BEGIN INFORMATION SHOWN
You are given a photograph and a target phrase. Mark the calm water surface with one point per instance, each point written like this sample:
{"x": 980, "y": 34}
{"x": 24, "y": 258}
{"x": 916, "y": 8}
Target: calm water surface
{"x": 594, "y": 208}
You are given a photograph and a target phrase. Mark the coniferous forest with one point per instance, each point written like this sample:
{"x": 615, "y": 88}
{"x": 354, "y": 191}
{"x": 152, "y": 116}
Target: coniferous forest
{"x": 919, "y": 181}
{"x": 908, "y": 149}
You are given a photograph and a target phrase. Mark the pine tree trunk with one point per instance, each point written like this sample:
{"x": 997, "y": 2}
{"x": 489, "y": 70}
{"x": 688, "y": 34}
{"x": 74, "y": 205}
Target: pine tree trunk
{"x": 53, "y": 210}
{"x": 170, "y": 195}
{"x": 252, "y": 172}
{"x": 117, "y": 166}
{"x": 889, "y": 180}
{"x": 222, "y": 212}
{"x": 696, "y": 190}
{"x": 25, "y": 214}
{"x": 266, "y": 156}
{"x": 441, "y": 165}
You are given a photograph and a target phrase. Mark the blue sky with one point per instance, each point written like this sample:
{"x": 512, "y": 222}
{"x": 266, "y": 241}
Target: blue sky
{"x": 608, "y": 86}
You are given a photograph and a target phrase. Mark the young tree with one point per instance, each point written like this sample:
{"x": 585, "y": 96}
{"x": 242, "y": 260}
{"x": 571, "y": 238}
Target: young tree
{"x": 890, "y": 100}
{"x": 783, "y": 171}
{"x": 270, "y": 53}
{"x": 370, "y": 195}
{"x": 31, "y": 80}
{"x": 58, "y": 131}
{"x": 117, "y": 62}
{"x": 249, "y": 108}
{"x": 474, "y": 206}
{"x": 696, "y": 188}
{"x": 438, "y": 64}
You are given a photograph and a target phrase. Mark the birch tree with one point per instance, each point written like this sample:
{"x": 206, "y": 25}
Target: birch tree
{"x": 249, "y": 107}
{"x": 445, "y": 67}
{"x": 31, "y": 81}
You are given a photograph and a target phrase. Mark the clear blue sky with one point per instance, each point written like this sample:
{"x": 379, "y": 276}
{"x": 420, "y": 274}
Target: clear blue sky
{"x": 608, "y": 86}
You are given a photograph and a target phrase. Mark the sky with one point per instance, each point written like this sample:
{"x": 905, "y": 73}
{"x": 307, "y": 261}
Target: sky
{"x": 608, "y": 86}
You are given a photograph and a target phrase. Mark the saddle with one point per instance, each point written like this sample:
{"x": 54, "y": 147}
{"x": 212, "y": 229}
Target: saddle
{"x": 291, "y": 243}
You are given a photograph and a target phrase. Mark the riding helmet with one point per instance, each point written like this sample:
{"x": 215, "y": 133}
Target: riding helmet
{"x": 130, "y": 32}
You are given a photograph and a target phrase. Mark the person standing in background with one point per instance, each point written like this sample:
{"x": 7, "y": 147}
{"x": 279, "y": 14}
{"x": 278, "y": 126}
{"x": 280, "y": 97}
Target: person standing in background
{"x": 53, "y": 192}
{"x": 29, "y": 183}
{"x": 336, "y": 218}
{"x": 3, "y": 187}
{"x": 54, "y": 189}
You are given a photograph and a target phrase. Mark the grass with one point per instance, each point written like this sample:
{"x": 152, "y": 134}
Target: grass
END INFORMATION SHOWN
**DIRECTIONS FOR THIS TASK**
For every line of the entries holding the string "grass", add one to a tally; give the final figure only.

**RESPONSE BOX**
2